- **READING PASSAGE**:
● ● ●

Setup

NOTE: this is only required to generate the dataset, not to use it.

Requirements

  • Nix
  • GNU/Linux

Steps

  1. Create a .env file in the folder, use .env.example as base
  2. Create a .pgpass file in your HOME, add the credentials for the database

How to use

nix-shell
make param1=value

Available parameters

from .env:

  • PG_HOST hostname for postgresql connection
  • PG_USER username for postgresql connection
  • ELEVATION_MODEL path to the raster that contains the elevation model

from command line:

  • YEAR year to process
  • MONTH month to process
  • PG_DBNAME database to connect to

Tips

It's possible to use GDAL to merge on the fly different raster datasets

gdalbuildvrt dem.vrt /path/to/dir/*.tif

How does it work?

The software relies on different technologies to efficiently work, in particular to overcome issues of scalability the procedure works by partitioning the dataset on the fly and then parallelizing the operations.

● ● ●

- **SUPPLIED MATERIAL**:
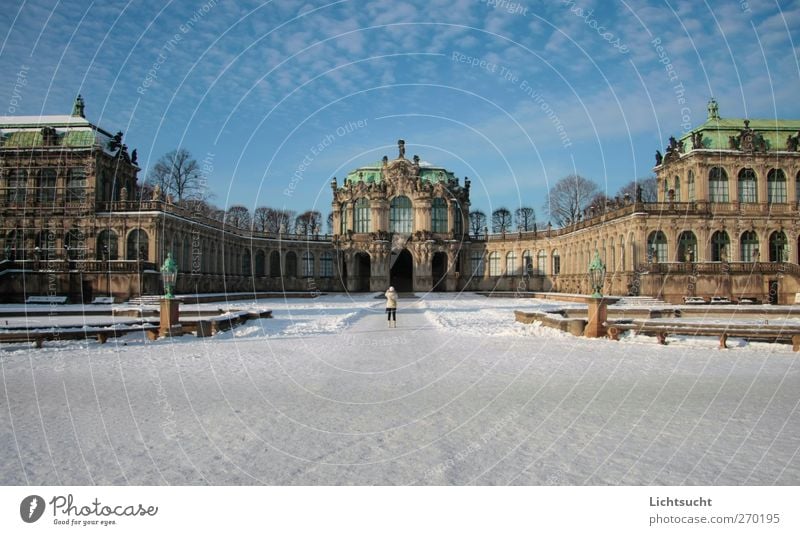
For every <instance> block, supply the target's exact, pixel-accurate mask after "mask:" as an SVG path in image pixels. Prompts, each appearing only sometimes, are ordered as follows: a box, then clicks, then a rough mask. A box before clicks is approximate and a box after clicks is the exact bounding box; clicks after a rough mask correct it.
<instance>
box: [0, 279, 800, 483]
mask: <svg viewBox="0 0 800 535" xmlns="http://www.w3.org/2000/svg"><path fill="white" fill-rule="evenodd" d="M208 306H209V307H211V308H213V307H216V306H217V305H208ZM258 306H260V307H266V308H271V309H272V310H273V313H274V318H273V319H264V320H259V321H257V322H251V323H247V324H246V325H244V326H241V327H238V328H237V329H235V330H233V331H229V332H225V333H221V334H218V335H216V336H214V337H212V338H195V337H193V336H184V337H180V338H172V339H159V340H157V341H154V342H151V341H148V340H146V339H145V338H144V337H143V336H141V335H137V336H133V335H129V336H126V337H122V338H118V339H112V340H109V342H108V343H107V344H105V345H100V344H98V343H97V342H95V341H81V342H76V341H72V342H67V341H63V342H51V343H47V344H45V346H44V347H43V348H41V349H35V348H30V347H26V346H23V345H13V346H12V345H8V346H6V347H2V348H0V359H1V360H0V363H1V364H2V385H0V388H1V389H2V392H0V409H1V410H0V452H1V453H2V455H0V484H3V485H56V484H58V485H92V484H94V485H120V484H136V485H150V484H152V485H166V484H170V485H196V484H211V485H240V484H263V485H298V484H308V485H319V484H324V485H328V484H335V485H338V484H389V485H408V484H412V485H468V484H478V485H486V484H490V485H506V484H512V485H544V484H555V485H586V484H600V485H605V484H632V485H646V484H656V485H687V484H688V485H744V484H748V485H772V484H780V485H798V484H800V455H799V454H798V451H799V450H800V441H798V437H800V411H799V410H798V408H799V405H800V357H799V356H798V355H799V354H798V353H793V352H792V348H791V346H790V345H782V344H766V343H746V342H744V341H740V340H734V339H732V340H730V341H729V346H730V349H728V350H719V349H717V341H716V340H715V339H713V338H687V339H675V340H672V341H671V343H670V344H669V345H667V346H660V345H658V344H657V343H656V342H655V341H654V339H653V338H650V337H644V336H640V337H626V338H623V339H622V340H621V341H619V342H614V341H610V340H605V339H585V338H576V337H573V336H570V335H568V334H565V333H562V332H560V331H556V330H552V329H548V328H544V327H541V326H537V325H536V324H533V325H523V324H520V323H515V322H514V314H513V311H514V310H515V309H523V310H536V309H546V308H547V307H553V303H552V302H547V301H539V300H533V299H527V300H520V299H511V298H508V299H501V298H494V299H490V298H485V297H481V296H478V295H474V294H461V295H457V294H440V295H428V296H424V297H422V298H421V299H401V300H400V303H399V311H398V320H397V328H396V329H390V328H387V325H386V323H387V322H386V317H385V315H384V311H383V307H384V301H383V300H381V299H376V298H375V297H374V296H373V295H371V294H370V295H363V294H362V295H357V296H344V295H330V296H322V297H319V298H317V299H313V300H311V299H294V300H282V299H272V300H262V301H259V302H258ZM78 315H79V314H78ZM74 320H75V318H72V317H71V318H70V321H69V323H71V324H74V323H75V321H74Z"/></svg>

● ● ●

- **WHAT THIS EXERCISE ASKS**:
A) In the setup guide, reproduce the passage starting with "How does it" and going on through "parallelizing the operations.", switching "parallelizing" to "distributing".
B) Answer these questions from the setup guide:
(i) Which file should serve as the base when creating the .env file?
(ii) What does the ELEVATION_MODEL parameter specify?
(iii) Which tool can merge different raster datasets on the fly?

- **RESPONSE LIST**:
A)
How does it work?

The software relies on different technologies to efficiently work, in particular to overcome issues of scalability the procedure works by partitioning the dataset on the fly and then distributing the operations.

B)
(i) .env.example
(ii) The path to the raster that contains the elevation model
(iii) GDAL